Replace "exact" with "precise" in the records, from their start up to and including the line with "positive clicks: (420, 770) (329, 736)". Return only those lines, otherwise unchanged and without the pictures.

┄┄┄┄┄┄

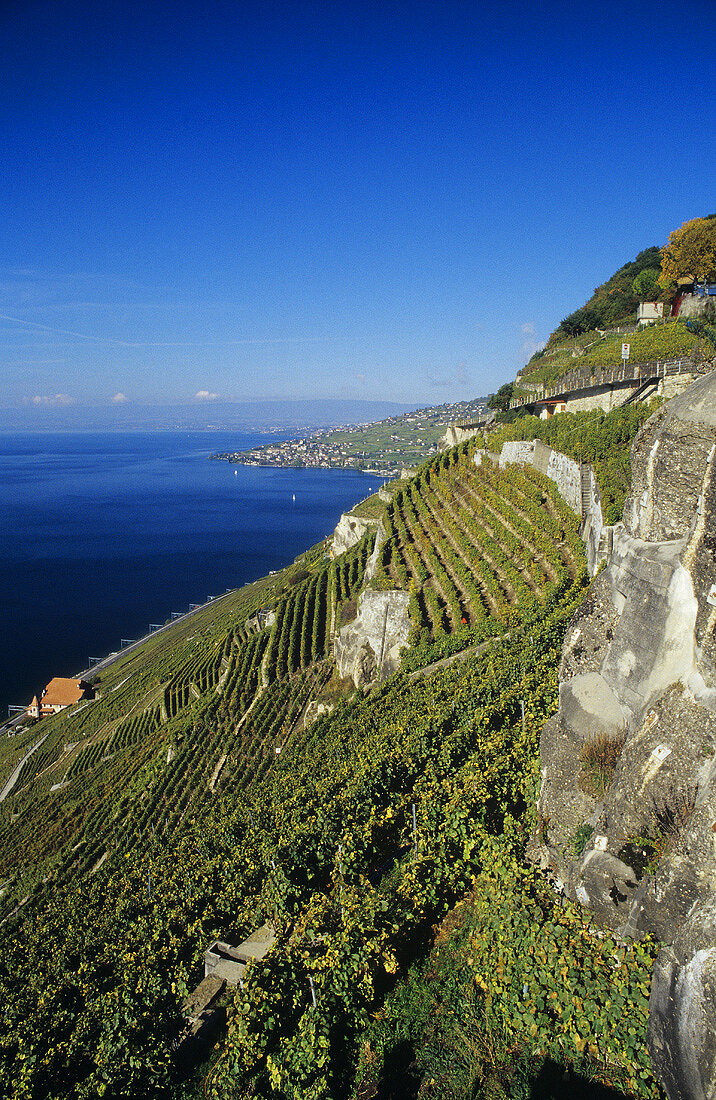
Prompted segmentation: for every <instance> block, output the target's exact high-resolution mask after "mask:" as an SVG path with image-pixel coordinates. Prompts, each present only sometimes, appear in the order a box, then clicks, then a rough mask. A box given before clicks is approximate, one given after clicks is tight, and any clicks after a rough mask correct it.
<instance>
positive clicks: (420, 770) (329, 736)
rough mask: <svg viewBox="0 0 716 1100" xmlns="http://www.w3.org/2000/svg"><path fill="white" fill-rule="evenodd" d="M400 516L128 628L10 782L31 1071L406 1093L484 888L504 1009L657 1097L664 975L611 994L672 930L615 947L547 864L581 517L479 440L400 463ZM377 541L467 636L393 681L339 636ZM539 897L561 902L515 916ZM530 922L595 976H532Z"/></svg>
mask: <svg viewBox="0 0 716 1100" xmlns="http://www.w3.org/2000/svg"><path fill="white" fill-rule="evenodd" d="M378 537H379V538H381V539H382V540H383V541H382V542H379V543H378V550H377V551H375V554H373V551H374V548H375V536H374V535H371V536H366V537H364V538H363V539H362V540H361V541H360V542H359V543H357V544H356V546H354V547H353V548H352V549H351V550H350V551H348V552H346V553H344V554H342V555H341V557H339V558H337V559H335V560H334V561H329V560H328V559H327V558H326V557H324V555H323V553H322V551H321V550H320V548H319V549H316V548H313V550H311V551H310V552H307V554H305V555H302V558H301V559H298V560H297V561H296V562H295V563H294V564H293V565H290V566H288V568H287V569H285V570H283V571H282V572H280V573H279V574H277V575H276V576H273V577H267V579H265V580H264V581H262V582H256V584H254V585H250V586H247V587H246V588H245V590H241V591H240V592H236V593H230V594H228V595H227V596H225V597H222V599H220V601H217V602H216V606H213V607H209V608H202V609H201V612H200V613H198V614H197V616H196V617H194V616H192V617H191V618H190V619H188V620H187V621H185V623H181V624H177V628H176V630H174V631H173V635H172V640H170V643H167V640H166V638H165V639H163V640H161V639H153V638H151V639H148V640H147V642H146V643H145V645H144V647H143V648H142V649H141V650H137V651H134V652H132V653H131V654H126V656H124V657H122V656H121V657H120V658H119V659H118V661H117V662H115V664H113V665H111V667H109V668H108V669H107V670H104V671H103V673H102V679H101V682H100V683H99V684H98V685H97V686H98V689H99V691H98V695H99V697H98V698H96V700H95V701H93V702H92V703H91V704H89V705H87V706H86V707H84V708H82V709H79V708H77V711H76V713H74V714H73V713H69V712H64V713H62V714H59V715H56V716H55V717H53V718H49V719H46V722H45V723H43V731H46V734H47V736H46V739H45V741H44V742H43V745H42V746H41V747H40V748H38V749H37V751H36V752H35V753H34V755H33V756H32V757H31V758H30V759H29V760H27V761H26V770H25V768H23V772H22V774H21V777H20V780H19V782H18V784H16V789H15V790H14V791H13V793H12V795H11V796H10V798H9V799H8V800H7V801H5V803H2V804H0V838H1V844H0V851H1V854H2V857H1V858H2V862H1V865H0V870H1V871H2V877H3V879H4V882H3V887H2V890H3V892H2V894H1V895H0V901H1V906H2V914H1V916H2V917H3V919H4V920H3V924H2V925H1V926H0V928H1V930H2V931H1V932H0V936H1V938H2V948H3V949H2V952H0V1003H1V1004H2V1015H3V1027H2V1030H0V1081H1V1082H2V1084H1V1085H0V1095H1V1096H8V1097H13V1098H18V1100H30V1098H32V1100H36V1098H44V1097H47V1098H48V1097H51V1096H52V1097H53V1098H55V1100H85V1098H87V1100H89V1098H90V1097H96V1096H106V1097H108V1098H109V1097H118V1098H119V1097H135V1098H137V1100H139V1098H140V1097H146V1096H155V1097H159V1098H162V1097H164V1098H167V1100H168V1098H169V1097H177V1098H184V1100H198V1098H199V1097H206V1098H212V1100H223V1098H229V1097H235V1096H244V1097H249V1096H252V1097H256V1098H258V1097H265V1098H267V1097H269V1096H279V1097H286V1098H293V1100H308V1098H311V1100H321V1098H323V1100H331V1098H337V1097H343V1096H344V1097H355V1098H359V1097H365V1098H368V1097H377V1096H378V1095H381V1093H379V1087H382V1086H381V1081H382V1080H384V1079H385V1078H384V1076H383V1077H382V1076H381V1075H385V1073H386V1069H385V1066H386V1065H387V1063H388V1062H389V1058H390V1057H392V1055H390V1042H392V1041H390V1040H389V1037H386V1034H384V1033H383V1032H379V1027H381V1023H382V1022H383V1023H385V1022H386V1020H387V1019H388V1018H387V1016H386V1014H385V1012H384V1007H387V1005H388V1004H389V1003H392V1002H390V998H392V997H395V996H397V991H398V990H399V988H400V987H399V985H396V983H399V982H405V981H407V980H408V979H407V975H408V972H410V974H412V972H414V971H412V970H411V969H410V968H411V967H414V966H415V965H417V963H419V961H420V960H422V961H425V960H427V959H428V957H429V952H430V946H431V941H432V937H433V935H434V933H433V930H434V927H436V926H437V924H438V923H439V922H440V921H441V920H442V919H443V917H444V915H445V913H448V912H449V911H450V910H451V908H452V906H453V905H454V904H455V902H456V900H458V899H459V898H461V897H462V895H464V894H465V892H466V891H472V903H471V904H473V905H474V908H475V909H474V911H475V912H476V913H480V914H482V915H481V916H480V922H477V923H476V925H475V927H476V928H477V931H475V933H474V942H473V941H472V939H471V944H472V947H471V950H472V952H473V956H474V964H472V965H473V966H474V967H475V969H474V978H473V977H472V976H471V978H470V988H471V990H472V992H471V994H470V996H471V998H472V999H473V1002H474V1005H473V1007H474V1008H475V1011H476V1012H477V1013H478V1016H480V1021H481V1026H485V1027H487V1026H489V1027H491V1029H493V1030H494V1034H495V1035H497V1034H498V1032H499V1033H502V1032H505V1033H507V1034H509V1035H510V1036H511V1040H510V1042H511V1043H513V1045H514V1044H515V1043H518V1045H519V1048H520V1052H521V1054H522V1055H524V1057H525V1058H526V1059H527V1060H528V1063H529V1065H532V1063H535V1065H536V1066H537V1065H538V1064H539V1059H540V1058H543V1057H547V1056H549V1057H551V1058H553V1059H555V1060H557V1062H558V1063H559V1064H560V1065H568V1066H569V1065H571V1064H572V1063H574V1062H575V1060H579V1057H577V1056H579V1055H580V1053H581V1051H582V1049H586V1052H587V1055H588V1057H590V1058H591V1059H592V1063H593V1064H594V1065H595V1066H599V1067H603V1068H604V1067H608V1073H607V1070H606V1069H605V1070H604V1073H605V1075H606V1076H605V1078H604V1079H605V1080H607V1081H608V1082H609V1084H613V1085H615V1086H617V1087H624V1088H625V1089H628V1090H629V1091H631V1092H635V1093H638V1095H640V1096H642V1097H645V1098H649V1097H653V1096H656V1092H654V1087H653V1082H652V1081H651V1079H650V1077H649V1074H648V1062H647V1057H646V1051H645V1049H643V1044H641V1046H639V1044H636V1043H635V1041H634V1040H632V1037H631V1036H632V1035H635V1034H637V1035H641V1033H642V1031H643V1026H645V1020H646V1010H645V1009H643V1004H642V1002H641V1001H639V1000H638V999H632V1001H634V1003H632V1007H631V1008H629V1009H626V1008H625V1009H624V1010H623V1011H620V1012H610V1011H609V1010H608V1008H604V1003H605V998H604V996H603V993H604V988H606V987H607V986H608V987H609V989H610V990H612V993H613V996H614V997H616V994H617V993H619V991H621V992H624V993H625V998H626V993H627V992H631V991H632V990H631V985H634V986H635V988H636V986H637V985H638V983H643V982H645V981H646V980H648V977H647V976H648V971H649V967H650V964H651V958H652V956H653V947H652V945H651V944H650V943H648V942H643V943H641V944H639V945H632V946H631V947H624V946H620V947H619V950H620V952H621V957H623V959H624V960H626V961H628V966H625V972H626V975H627V977H623V976H621V970H620V971H619V972H618V974H616V975H615V972H614V967H613V966H612V959H613V956H614V953H615V952H616V950H617V945H616V944H614V943H613V942H612V941H610V939H609V938H608V937H605V936H594V935H592V934H591V933H590V931H588V928H587V927H586V925H585V923H584V917H583V915H582V914H581V913H579V912H577V911H575V910H572V909H571V908H565V906H563V905H561V904H559V903H558V902H557V901H555V900H554V899H553V898H552V895H551V894H550V892H549V891H547V890H542V891H540V890H539V888H538V886H537V884H536V882H535V879H533V878H531V879H530V877H529V876H528V875H527V873H526V872H525V869H524V850H525V844H526V840H527V836H528V833H529V828H530V824H531V823H530V822H529V821H525V809H526V806H527V805H530V804H532V803H533V792H535V784H536V782H537V777H538V738H539V731H540V729H541V726H542V724H543V722H544V719H546V718H547V717H548V716H549V715H550V714H551V713H553V711H554V707H555V705H557V692H558V683H557V668H558V664H559V650H560V647H561V642H562V638H563V635H564V631H565V628H566V625H568V624H569V620H570V618H571V616H572V614H573V613H574V610H575V608H576V607H577V606H579V604H580V602H581V601H582V598H583V596H584V590H585V585H586V572H585V566H584V553H583V549H582V544H581V542H580V540H579V536H577V532H576V519H575V517H574V516H573V515H572V514H571V513H570V511H569V509H568V508H566V507H565V506H564V504H563V502H562V500H561V498H560V497H559V495H558V494H557V492H555V489H554V486H553V485H552V483H550V482H548V481H546V480H544V478H542V477H541V476H540V475H539V474H537V473H536V472H535V471H532V470H531V469H527V470H525V469H521V467H519V469H518V467H508V469H506V470H504V471H500V470H499V467H498V466H497V465H496V464H494V463H492V462H484V463H483V464H482V465H480V466H477V465H475V463H474V461H473V450H472V448H471V445H470V444H463V445H462V447H460V448H458V449H454V450H453V451H451V452H448V453H447V454H445V455H441V456H439V458H437V459H432V460H431V461H430V462H429V463H427V464H426V465H423V466H422V467H421V470H420V471H419V473H418V475H417V476H416V477H415V478H414V480H412V481H410V482H403V483H401V484H400V485H399V486H396V487H395V492H394V495H393V498H392V502H390V503H389V504H388V505H386V506H385V509H384V511H383V516H382V521H381V533H379V536H378ZM372 554H373V557H374V559H375V571H374V573H373V576H372V580H371V581H370V582H367V583H371V584H374V585H377V586H378V587H396V586H397V587H401V588H405V590H406V591H409V592H410V614H411V617H412V628H414V629H412V637H414V640H415V642H416V643H417V645H416V646H415V647H414V649H412V652H411V654H409V656H408V660H407V662H406V663H407V664H410V661H412V668H420V667H421V662H422V664H427V663H428V660H427V658H428V657H429V656H432V654H433V650H432V649H430V647H431V646H432V647H433V648H434V646H436V645H437V643H439V642H440V641H441V639H447V640H448V641H455V645H458V647H459V648H462V649H465V650H466V654H465V659H464V660H463V662H462V663H461V664H452V665H448V667H443V668H439V669H436V670H432V671H430V670H427V669H422V670H421V672H420V673H419V675H418V678H417V679H416V678H415V676H414V675H408V674H407V673H406V672H405V671H401V672H398V673H397V674H395V675H393V676H390V678H388V679H387V680H386V681H384V682H383V683H381V684H376V685H374V686H373V689H372V690H371V691H370V692H367V693H362V692H353V691H352V687H350V686H346V685H345V684H344V683H342V682H341V681H339V680H338V678H337V673H335V669H334V664H333V662H332V660H331V653H332V641H333V638H334V636H335V632H337V630H338V629H339V628H340V627H341V625H342V624H343V623H345V621H350V619H351V617H352V616H353V615H354V614H355V603H356V599H357V597H359V595H360V593H361V591H362V588H363V586H364V584H365V583H366V580H365V573H366V569H367V565H368V561H370V560H371V557H372ZM257 612H261V613H262V615H263V618H261V617H258V618H257V617H256V613H257ZM262 624H263V625H262ZM485 639H486V640H485ZM476 641H485V643H484V645H483V646H480V647H474V645H473V647H472V648H470V647H471V645H472V643H474V642H476ZM426 646H427V649H426V648H425V647H426ZM423 658H425V660H423ZM321 701H322V702H323V703H324V704H326V705H324V707H323V709H324V712H326V713H323V714H322V716H320V717H318V718H317V719H316V720H313V722H308V720H307V706H308V704H309V703H311V702H321ZM31 742H32V741H31ZM24 744H25V742H23V745H24ZM21 751H22V749H21V748H20V747H18V748H16V749H13V752H14V756H12V759H15V758H16V756H18V752H21ZM12 759H11V756H10V750H8V760H7V762H4V761H3V768H4V769H5V772H7V771H8V769H9V767H10V763H11V762H12ZM481 905H483V906H485V905H487V906H488V909H489V911H491V912H494V913H495V914H502V915H500V917H499V928H498V927H497V925H496V923H495V921H494V920H493V921H492V922H491V920H489V919H488V916H486V915H485V911H484V909H481ZM522 905H528V906H532V909H535V908H537V909H539V913H540V919H539V920H536V921H533V922H532V923H531V925H530V924H526V923H525V922H521V921H519V920H518V919H517V917H515V919H514V920H513V919H511V917H510V914H514V913H515V912H516V911H521V909H520V906H522ZM532 909H528V910H527V911H529V912H532ZM265 921H268V922H271V923H272V924H273V926H274V928H275V931H276V934H277V938H276V943H275V945H274V947H273V949H272V950H271V953H269V954H268V956H267V957H266V958H265V959H264V960H263V961H262V963H260V964H252V965H250V967H249V969H247V971H246V975H245V980H244V983H243V987H242V988H240V989H239V988H238V989H236V990H235V991H232V992H231V993H230V994H229V996H228V997H227V1023H225V1027H224V1029H223V1030H222V1032H221V1034H220V1037H219V1045H218V1048H217V1051H216V1053H214V1054H211V1055H210V1059H209V1062H208V1063H207V1064H206V1065H203V1066H200V1067H199V1069H198V1071H197V1073H198V1076H195V1077H192V1076H191V1073H190V1071H188V1070H187V1067H186V1066H184V1065H183V1064H181V1063H180V1060H178V1059H177V1056H176V1047H177V1037H178V1035H179V1033H180V1029H181V1025H183V1018H181V1003H183V1000H184V998H185V997H186V994H187V992H188V991H189V990H191V989H192V988H194V987H196V986H197V985H198V982H199V981H200V979H201V977H202V975H203V968H202V960H203V952H205V949H206V947H207V946H208V944H209V943H210V942H211V941H212V939H216V938H224V937H225V936H228V935H229V934H231V935H233V936H235V937H244V936H246V935H247V934H249V933H250V932H251V931H252V930H254V928H256V927H258V926H260V925H261V924H262V923H263V922H265ZM500 928H502V930H503V931H502V932H500ZM530 928H531V933H530ZM540 930H542V931H540ZM555 930H557V931H555ZM559 930H564V932H561V931H559ZM500 935H502V939H500ZM530 935H532V936H533V937H535V941H533V942H532V941H530ZM560 936H562V937H563V938H561V939H560ZM540 937H541V938H540ZM550 937H552V938H550ZM558 941H559V944H558ZM234 942H240V941H239V939H235V941H234ZM496 944H499V947H496ZM555 945H557V946H555ZM530 946H531V948H532V949H535V950H537V949H538V948H539V950H543V952H544V953H549V952H557V950H559V952H561V955H560V959H561V963H560V966H563V967H564V974H569V975H570V976H571V977H570V978H569V979H566V980H565V981H563V982H561V983H560V988H562V987H566V988H568V989H571V990H573V989H574V988H575V983H576V982H577V981H579V982H581V990H582V993H583V997H580V998H576V997H573V998H572V999H570V1000H569V1003H568V1001H566V1000H564V1003H563V1004H562V1000H560V1003H559V1011H558V1010H557V1007H553V1005H552V1000H551V998H552V992H554V989H555V988H557V986H558V981H557V979H555V972H552V970H551V969H550V968H549V967H546V968H544V971H543V974H542V971H540V974H541V977H539V979H536V980H535V982H533V985H531V986H529V987H528V986H526V985H525V979H524V975H522V971H521V970H520V959H524V957H525V955H526V953H527V950H528V948H529V947H530ZM496 950H499V952H502V953H503V954H502V955H500V958H502V957H503V955H504V957H505V961H504V965H503V964H500V967H499V968H497V969H496V968H495V967H494V965H493V956H494V955H495V952H496ZM430 965H431V966H432V964H430ZM510 968H511V969H510ZM433 969H434V967H433ZM436 972H437V971H436ZM572 976H573V977H572ZM570 983H572V985H571V986H570ZM627 987H629V988H628V989H627ZM450 988H451V989H453V991H454V989H455V988H456V987H455V986H454V982H453V983H452V985H451V986H450ZM525 989H527V992H526V993H525V992H524V990H525ZM584 989H586V992H584ZM475 990H477V992H476V993H475ZM441 996H442V994H441ZM445 996H447V994H445ZM560 996H561V994H560ZM475 998H476V1000H475ZM471 1003H472V1002H471ZM624 1003H626V1001H625V1002H624ZM497 1004H498V1005H499V1012H497V1010H496V1009H495V1010H493V1008H492V1007H493V1005H497ZM595 1005H596V1008H595ZM438 1014H439V1013H438ZM386 1026H387V1024H386ZM574 1035H577V1037H579V1040H580V1042H582V1037H583V1036H586V1037H585V1040H584V1042H585V1044H586V1043H587V1041H588V1044H590V1045H588V1046H586V1047H584V1046H583V1047H580V1046H579V1045H577V1046H576V1047H575V1045H574ZM381 1036H382V1037H381ZM411 1042H415V1043H416V1045H420V1044H421V1042H422V1041H421V1040H420V1037H419V1035H418V1032H416V1033H415V1036H414V1038H411ZM378 1046H379V1052H381V1053H379V1054H378V1053H376V1052H377V1051H378ZM426 1049H427V1047H426ZM513 1054H514V1052H513ZM481 1056H482V1055H481ZM493 1056H495V1055H491V1057H493ZM484 1057H485V1058H486V1059H487V1060H489V1059H488V1055H487V1054H484ZM530 1059H531V1060H530ZM430 1071H431V1074H432V1075H433V1077H434V1075H436V1074H438V1076H439V1070H438V1069H437V1068H434V1067H433V1068H431V1070H430ZM445 1089H447V1086H445ZM384 1095H387V1093H384ZM425 1095H426V1096H427V1095H434V1096H440V1095H445V1096H447V1095H455V1096H459V1095H462V1093H459V1092H454V1093H451V1092H449V1091H443V1092H440V1091H439V1090H438V1091H434V1092H432V1093H428V1092H426V1093H425ZM464 1095H465V1096H466V1095H467V1093H464Z"/></svg>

┄┄┄┄┄┄

Answer section –
Prompted segmentation: for every <instance> block, output the target's precise high-resolution mask after "mask:" as an SVG path with image-pixel coordinates. Prompts, each present only sometimes, appear in the order a box, then clicks, then a rough mask. A box given before clicks is approximate, one given after clicks is tight, and any clicks after a rough mask correct it.
<instance>
positive clicks: (420, 770) (329, 736)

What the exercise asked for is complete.